— WORK INSTRUCTION —
A precise repetition of every line below is the required answer.

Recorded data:
☆ ☆ ☆ ☆ ☆

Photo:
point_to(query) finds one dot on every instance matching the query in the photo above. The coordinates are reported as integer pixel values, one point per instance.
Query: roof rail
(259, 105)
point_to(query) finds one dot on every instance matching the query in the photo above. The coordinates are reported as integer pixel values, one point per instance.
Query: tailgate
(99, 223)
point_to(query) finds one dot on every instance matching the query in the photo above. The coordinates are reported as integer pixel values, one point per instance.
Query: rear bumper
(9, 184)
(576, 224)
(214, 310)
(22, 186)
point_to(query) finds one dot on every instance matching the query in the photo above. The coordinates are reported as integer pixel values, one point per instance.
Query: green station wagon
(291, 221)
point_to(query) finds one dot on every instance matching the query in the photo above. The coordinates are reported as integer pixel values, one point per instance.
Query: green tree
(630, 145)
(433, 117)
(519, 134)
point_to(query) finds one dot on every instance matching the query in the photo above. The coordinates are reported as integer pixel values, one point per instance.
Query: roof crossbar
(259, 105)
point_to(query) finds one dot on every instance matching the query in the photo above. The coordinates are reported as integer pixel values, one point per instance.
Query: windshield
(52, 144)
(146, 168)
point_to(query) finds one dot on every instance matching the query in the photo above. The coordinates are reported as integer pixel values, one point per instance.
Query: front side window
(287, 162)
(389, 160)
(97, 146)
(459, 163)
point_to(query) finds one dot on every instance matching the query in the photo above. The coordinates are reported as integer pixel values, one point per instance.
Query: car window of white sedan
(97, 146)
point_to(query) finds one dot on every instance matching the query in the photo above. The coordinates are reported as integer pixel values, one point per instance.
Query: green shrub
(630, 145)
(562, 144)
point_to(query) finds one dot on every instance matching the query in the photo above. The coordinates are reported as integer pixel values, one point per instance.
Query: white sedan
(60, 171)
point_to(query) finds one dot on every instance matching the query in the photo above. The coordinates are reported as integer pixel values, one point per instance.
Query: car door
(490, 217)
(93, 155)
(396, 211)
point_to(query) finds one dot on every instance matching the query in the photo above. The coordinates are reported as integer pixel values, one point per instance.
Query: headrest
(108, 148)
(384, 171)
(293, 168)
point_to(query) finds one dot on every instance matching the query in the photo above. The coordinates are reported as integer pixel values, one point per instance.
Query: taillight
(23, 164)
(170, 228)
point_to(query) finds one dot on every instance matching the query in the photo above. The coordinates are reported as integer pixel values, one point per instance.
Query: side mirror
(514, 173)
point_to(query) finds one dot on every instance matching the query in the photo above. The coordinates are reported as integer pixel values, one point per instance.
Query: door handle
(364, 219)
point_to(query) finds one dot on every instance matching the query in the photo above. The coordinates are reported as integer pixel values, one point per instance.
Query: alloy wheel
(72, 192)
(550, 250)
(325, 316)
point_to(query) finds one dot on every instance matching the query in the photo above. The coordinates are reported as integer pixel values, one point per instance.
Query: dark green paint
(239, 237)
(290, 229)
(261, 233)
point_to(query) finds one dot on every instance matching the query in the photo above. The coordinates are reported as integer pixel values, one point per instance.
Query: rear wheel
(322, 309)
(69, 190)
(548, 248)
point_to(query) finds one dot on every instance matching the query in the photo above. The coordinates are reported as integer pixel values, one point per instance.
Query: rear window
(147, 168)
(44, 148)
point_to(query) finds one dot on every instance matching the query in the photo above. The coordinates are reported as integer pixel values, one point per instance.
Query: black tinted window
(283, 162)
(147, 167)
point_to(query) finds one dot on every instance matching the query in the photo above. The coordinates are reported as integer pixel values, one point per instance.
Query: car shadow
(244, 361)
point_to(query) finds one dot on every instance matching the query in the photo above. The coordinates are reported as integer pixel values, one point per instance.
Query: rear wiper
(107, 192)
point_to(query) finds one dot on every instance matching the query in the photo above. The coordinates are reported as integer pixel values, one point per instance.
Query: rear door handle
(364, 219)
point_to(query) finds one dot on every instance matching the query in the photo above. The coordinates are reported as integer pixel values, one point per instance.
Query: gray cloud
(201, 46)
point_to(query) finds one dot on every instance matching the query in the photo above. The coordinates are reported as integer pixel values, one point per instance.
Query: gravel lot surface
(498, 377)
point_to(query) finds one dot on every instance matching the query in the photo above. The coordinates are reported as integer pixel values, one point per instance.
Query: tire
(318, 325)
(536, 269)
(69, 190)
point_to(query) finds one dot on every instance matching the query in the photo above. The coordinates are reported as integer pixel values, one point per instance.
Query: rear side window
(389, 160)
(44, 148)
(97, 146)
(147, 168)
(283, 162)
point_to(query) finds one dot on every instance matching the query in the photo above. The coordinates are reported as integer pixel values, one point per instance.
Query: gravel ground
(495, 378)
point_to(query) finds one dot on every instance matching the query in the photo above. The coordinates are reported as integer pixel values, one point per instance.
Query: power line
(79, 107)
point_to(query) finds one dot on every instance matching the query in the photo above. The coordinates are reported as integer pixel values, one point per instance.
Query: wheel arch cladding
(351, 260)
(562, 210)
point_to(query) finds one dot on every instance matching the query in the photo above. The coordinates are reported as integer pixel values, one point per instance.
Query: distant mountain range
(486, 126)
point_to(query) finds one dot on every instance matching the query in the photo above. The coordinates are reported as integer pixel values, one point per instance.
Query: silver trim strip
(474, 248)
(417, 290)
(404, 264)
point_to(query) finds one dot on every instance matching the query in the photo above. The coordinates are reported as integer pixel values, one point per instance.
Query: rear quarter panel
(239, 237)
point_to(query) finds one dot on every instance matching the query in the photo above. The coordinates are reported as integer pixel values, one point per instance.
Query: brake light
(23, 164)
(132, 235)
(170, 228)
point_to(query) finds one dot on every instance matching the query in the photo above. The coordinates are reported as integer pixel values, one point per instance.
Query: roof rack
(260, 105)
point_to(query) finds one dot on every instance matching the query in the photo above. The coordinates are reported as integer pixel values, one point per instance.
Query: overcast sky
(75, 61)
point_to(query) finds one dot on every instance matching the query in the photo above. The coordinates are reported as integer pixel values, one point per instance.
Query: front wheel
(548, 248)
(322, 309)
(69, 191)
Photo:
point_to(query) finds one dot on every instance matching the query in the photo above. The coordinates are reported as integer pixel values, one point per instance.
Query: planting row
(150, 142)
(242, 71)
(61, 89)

☆ ☆ ☆ ☆ ☆

— TASK ANSWER —
Photo:
point_to(query) finds one dot on every instance matching the query in the photo above. The coordinates are reported as integer pixel values, one point per instance.
Query: roof rail
(259, 105)
point_to(query) finds one dot on every instance matching the query in the photo above. The coordinates are reported as integer pixel values, one point per instance.
Query: tailgate
(99, 223)
point_to(query) finds one dot on every instance matching the query in the photo above. The coordinates are reported as integer pixel values, one point per instance.
Query: rear bumper
(9, 184)
(576, 224)
(214, 310)
(22, 186)
point_to(query) finds one dot on every instance matching the query in the photo above. The coordinates are reported as integer pixel values, one point per instance.
Query: green station wagon
(291, 221)
point_to(query) finds one dot on every instance matching the query in the photo above. The coordinates are reported as integer pixel values, one point per instance.
Query: green tree
(630, 145)
(433, 117)
(519, 134)
point_to(query) finds one dot on every instance matching the query in the photo above. The coordinates are reported as integer pixel values, one point per instance.
Query: roof crossbar
(259, 105)
point_to(query) finds one dot on every instance matching the query in the photo above. The coordinates are reported as integer pixel values, one point per instance.
Query: windshield
(52, 144)
(146, 168)
point_to(query) finds one dot on every instance matching the query in the photo above. The coordinates are reported as integer pixel values, one point per instance.
Query: front side window
(287, 162)
(389, 160)
(97, 146)
(459, 163)
point_to(query) finds one dot on every instance matching the query in the photo above. The coordinates are reported as integer pixel values, one point per instance.
Query: car window of white sedan
(97, 146)
point_to(query) finds one dot on every instance matching the query in the photo above. The coordinates are reported as integer pixel values, one point per instance.
Query: green shrub
(630, 145)
(562, 144)
point_to(query) finds one dot on every instance matching the query in the photo above. The coordinates are reported as integer pixel values, one point per instance.
Query: white sedan
(60, 171)
point_to(query) finds one dot on every instance matching the query in the photo above. The coordinates are reported as integer pixel values, one point per instance.
Query: car door
(490, 217)
(93, 155)
(396, 211)
point_to(query) finds one dot on every instance matching the query in the photo above. The coordinates are reported as integer pixel values, one point per instance.
Query: headrest
(108, 148)
(384, 171)
(293, 168)
point_to(query) finds one dot on every instance matching the query in the photo above. The coordinates are reported as integer pixel values, one point per instance.
Query: taillight
(23, 164)
(170, 228)
point_to(query) finds one dot on every instance matching the query in the photo above. The coordinates are reported as integer pixel values, one point per instance.
Query: side mirror
(514, 173)
point_to(query) finds one dot on every instance matching the query in the photo above. The coordinates are reported as integer pixel values, one point per instance.
Query: door handle
(364, 219)
point_to(query) finds one dot on every instance matching the query in the photo above. The coordinates are reported as integer pixel values, one point per instance.
Query: alloy wheel
(72, 192)
(550, 250)
(325, 316)
point_to(query) finds one dot on every instance matching the query in the photo above. The coordinates are reported as integer pixel values, one point per instance.
Query: dark green paint
(239, 237)
(290, 229)
(261, 233)
point_to(query) finds one dot on every instance matching the query in the photo above. The coordinates are reported as integer pixel values, one point per instance.
Query: rear wheel
(322, 309)
(69, 190)
(548, 248)
point_to(query) finds one dot on every instance matching the query in the photo above. The coordinates are reported as integer pixel values, one point per instance.
Query: rear window
(147, 168)
(44, 148)
point_to(query) finds one dot on every instance matching the query in the photo above. The coordinates are reported as integer pixel values, one point per instance.
Query: black tinted window
(283, 162)
(147, 167)
point_to(query) finds one dot on every instance matching the query in the photo above. The coordinates are reported as integer pixel values, one point per instance.
Query: car shadow
(244, 361)
point_to(query) finds one dot on every instance matching the query in the photo above. The coordinates are reported as integer pixel values, one point per instance.
Query: rear wiper
(107, 192)
point_to(query) finds one dot on every instance matching the query in the photo above. The coordinates are reported as integer pixel values, one point per instance.
Query: rear door handle
(364, 219)
point_to(query) finds one dot on every instance matching the query in the photo above. The coordinates are reported as integer pixel values, one point per instance.
Query: gray cloud
(201, 46)
point_to(query) finds one dot on every instance matching the query in the photo above. The coordinates are reported as integer pixel values, one point per instance.
Query: gravel lot surface
(498, 377)
point_to(query) finds one dot on every instance matching the query in the photo above. The coordinates are reported as integer pixel values, one point per instance.
Query: tire
(318, 325)
(536, 269)
(69, 190)
point_to(query) finds one dot on every instance matching the query in the photo above. The coordinates are reported as integer pixel values, one point per instance.
Query: rear side window
(389, 160)
(44, 148)
(97, 146)
(147, 168)
(283, 162)
point_to(query) finds one dot on every instance matching the query in the photo above. The coordinates are reported as integer pixel values, one point per instance.
Query: gravel ground
(495, 378)
point_to(query) finds one dot on every instance matching the query in the photo above. The coordinates are reported as integer pixel values, one point per instance.
Query: power line
(79, 107)
point_to(query) finds one dot on every instance matching the query in the photo above. The coordinates are reported as integer pixel values, one point per instance.
Query: wheel arch cladding
(351, 260)
(562, 210)
point_to(query) finds one dot on every instance matching the query in the photo above. The coordinates are reported as integer pixel values, one point per instance.
Query: distant mountain range
(486, 126)
point_to(query) finds one dot on every instance matching the query in the photo above. The coordinates are reported as integer pixel values, one point per instance.
Query: silver trim strip
(474, 248)
(417, 290)
(404, 264)
point_to(query) finds one dot on every instance matching the query in the photo above. The coordinates are reported as integer pixel values, one point per instance.
Query: rear quarter panel
(239, 237)
point_to(query) finds one dot on every instance matching the query in the photo above. The coordinates are reported as integer pixel values, one point per instance.
Query: brake light
(23, 164)
(132, 235)
(170, 228)
point_to(query) finds one dot on every instance matching the query in the photo above. The coordinates are reported as integer pixel values, one point per instance.
Query: roof rack
(260, 105)
point_to(query) finds one dot on every instance matching the query in the photo above. The coordinates are reported as integer pixel values, one point per instance.
Query: overcast sky
(75, 61)
point_to(query) finds one dot on every instance matching the query in the photo above. The coordinates are reported as integer pixel values, one point per instance.
Query: front wheel
(548, 248)
(322, 309)
(69, 191)
Photo:
point_to(query) finds one dot on every instance matching the query in the photo above. The coordinates are reported as integer pixel values, one point per instance.
Query: planting row
(150, 142)
(242, 71)
(61, 89)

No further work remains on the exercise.